- AIM
Can you copy out the part of the forum post on the Linux laptop setup starting with "the radeon 9000" and going on through "computer @ 100MBit.", substituting "gnome" for "kde"?

- SELECTED EXCERPT
══════
Will report back when i got x running   :Very Happy: 

----------

## Gruffi

ok, here's where i am so far...

under kernel 2.4:

as usuall the sound with alsa sounds is extremely disorted so i unmerged it and used esd wich works perfectly

edit: actually not entirely true: the sound volume is way too low and there is no volume control on the laptop itself as far as i know and i don't know how to fix it in software [FIXED: emerge aumixer]

the DVD-RW works fine with ide-scsi

the radeon 9000 works for 99%

important programs such as tuxracer en quake3 work however in quake3 i am "missing" a very small part of the screen (on the right part of the screen it goes like 1cm "outside" the real screen), the resolution is ok.

when i swap between console and kde with altF1 - altF7 the screen often is messed up, moving some windows around sorta solves the problem.

the broadcom driver in gentoo kernel 2.4.20.whatever.rc6 sucks, the driver is called BCW4400, the driver doesnt work under heavy load.  When i do an emerge -f on 3 consoles and thus opening 3 connections the network locks up and i have to do a net restart.  Same happens when i try to download a single file from another computer @ 100MBit.

Kernel 2.6

Can't get X to start up: it complains that it can't load kernel module agpgart and a dri module.

the broadcom driver is called B44 and works perfectly under heavy load.

Thats's it so far... I can choose between a decently working network or a working X

I had hoped it would be allot easier... I'm gonna score me a beer and try kernel 2.6 again!
══════
(Stored dataset items)

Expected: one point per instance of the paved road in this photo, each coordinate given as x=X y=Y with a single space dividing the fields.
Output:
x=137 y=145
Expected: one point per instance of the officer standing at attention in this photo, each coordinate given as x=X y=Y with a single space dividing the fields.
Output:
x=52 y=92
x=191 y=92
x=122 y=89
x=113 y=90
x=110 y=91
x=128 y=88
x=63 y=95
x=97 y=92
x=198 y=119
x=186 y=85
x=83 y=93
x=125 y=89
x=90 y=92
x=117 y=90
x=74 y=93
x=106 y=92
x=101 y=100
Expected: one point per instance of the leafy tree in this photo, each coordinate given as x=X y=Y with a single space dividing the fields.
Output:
══════
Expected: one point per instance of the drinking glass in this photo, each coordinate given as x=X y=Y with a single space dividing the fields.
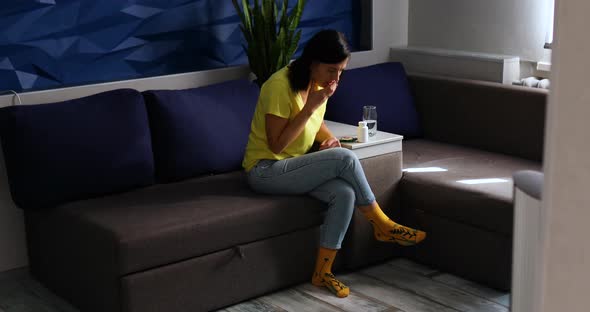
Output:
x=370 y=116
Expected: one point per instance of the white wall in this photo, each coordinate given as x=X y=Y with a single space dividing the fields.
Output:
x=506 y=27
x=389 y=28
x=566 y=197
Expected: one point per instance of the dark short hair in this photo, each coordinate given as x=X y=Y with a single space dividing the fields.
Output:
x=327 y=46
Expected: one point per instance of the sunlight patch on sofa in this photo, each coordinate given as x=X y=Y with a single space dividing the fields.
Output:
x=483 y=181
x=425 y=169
══════
- ANSWER BELOW
the radeon 9000 works for 99%

important programs such as tuxracer en quake3 work however in quake3 i am "missing" a very small part of the screen (on the right part of the screen it goes like 1cm "outside" the real screen), the resolution is ok.

when i swap between console and gnome with altF1 - altF7 the screen often is messed up, moving some windows around sorta solves the problem.

the broadcom driver in gentoo kernel 2.4.20.whatever.rc6 sucks, the driver is called BCW4400, the driver doesnt work under heavy load.  When i do an emerge -f on 3 consoles and thus opening 3 connections the network locks up and i have to do a net restart.  Same happens when i try to download a single file from another computer @ 100MBit.